Set of tasks:
(1) Translate this sentence from the passage about the damaged sign into Spanish: "Before I got pregnant I was terrific at blowing off other people’s opinions."
(2) From the passage about the damaged sign, reproduce the part that opens with the words containing "What I like" and closes with "sledgehammer to it.", replacing "sledgehammer" with "baseball bat".

Selected passage:

__________

What I like most about this sign is that it’s been assaulted.
I don’t know what actually attacked it – probably a car? – but I like to imagine that a crazed and/or violent woman happened upon it while her children were either screaming or crying or fighting and she took a sledgehammer to it.
Pregnant women and mothers (especially of young children) get a lot of unsolicited advice and it’s usually about as useful as the message on this ill fated sign. Before I got pregnant I was terrific at blowing off other people’s opinions. I worked in a bar for many years so I was trained in the art of recognizing that most people are drunk and/or everything that came out of their mouths was more about them than it was about me. Anyone who began a conversation with “You know what you should do?” was automatically (and quickly) jilted, with or without a fresh cocktail.

__________

[Natural language region descriptions]
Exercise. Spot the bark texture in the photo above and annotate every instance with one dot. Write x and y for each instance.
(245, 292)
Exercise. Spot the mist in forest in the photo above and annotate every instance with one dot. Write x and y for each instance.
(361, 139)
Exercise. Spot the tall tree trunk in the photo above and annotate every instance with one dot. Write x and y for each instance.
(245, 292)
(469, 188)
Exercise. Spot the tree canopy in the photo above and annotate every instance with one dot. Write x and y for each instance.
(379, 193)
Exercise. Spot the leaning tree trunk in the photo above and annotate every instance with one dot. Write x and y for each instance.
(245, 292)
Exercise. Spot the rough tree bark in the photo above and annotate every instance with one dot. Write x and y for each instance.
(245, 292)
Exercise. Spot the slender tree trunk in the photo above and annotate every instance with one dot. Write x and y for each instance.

__________

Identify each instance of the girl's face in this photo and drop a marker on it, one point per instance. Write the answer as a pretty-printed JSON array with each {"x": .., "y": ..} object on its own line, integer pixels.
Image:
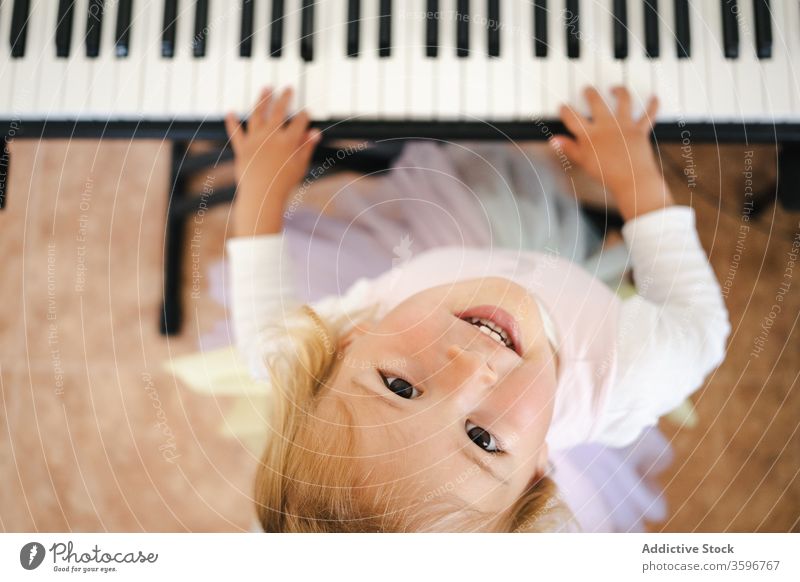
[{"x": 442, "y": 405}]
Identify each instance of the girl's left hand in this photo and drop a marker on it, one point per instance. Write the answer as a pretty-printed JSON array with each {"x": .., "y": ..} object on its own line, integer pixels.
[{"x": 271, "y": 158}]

__________

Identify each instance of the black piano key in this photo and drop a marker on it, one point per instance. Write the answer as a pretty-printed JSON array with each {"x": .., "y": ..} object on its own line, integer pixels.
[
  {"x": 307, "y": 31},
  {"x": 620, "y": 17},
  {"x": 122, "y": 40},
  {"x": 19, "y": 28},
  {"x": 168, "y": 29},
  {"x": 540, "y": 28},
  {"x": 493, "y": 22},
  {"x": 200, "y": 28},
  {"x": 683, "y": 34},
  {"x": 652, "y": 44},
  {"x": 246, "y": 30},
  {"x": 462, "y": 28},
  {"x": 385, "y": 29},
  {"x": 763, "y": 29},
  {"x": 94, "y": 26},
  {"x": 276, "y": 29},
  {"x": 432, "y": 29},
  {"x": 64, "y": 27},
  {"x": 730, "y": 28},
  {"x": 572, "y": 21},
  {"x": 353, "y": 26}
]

__________

Results for the exercise:
(1) Antes de quedar embarazada, era excelente para ignorar las opiniones de los demás.

(2)
What I like most about this sign is that it’s been assaulted.
I don’t know what actually attacked it – probably a car? – but I like to imagine that a crazed and/or violent woman happened upon it while her children were either screaming or crying or fighting and she took a baseball bat to it.